Copy every line of the entries below verbatim, with each line unchanged and in its original order.

═════ Material ═════

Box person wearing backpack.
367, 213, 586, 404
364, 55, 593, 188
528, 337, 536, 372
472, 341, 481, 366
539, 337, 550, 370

═════

__Problem solution__.
Box person wearing backpack.
367, 213, 586, 404
364, 55, 593, 188
528, 337, 536, 372
472, 341, 481, 366
539, 337, 550, 370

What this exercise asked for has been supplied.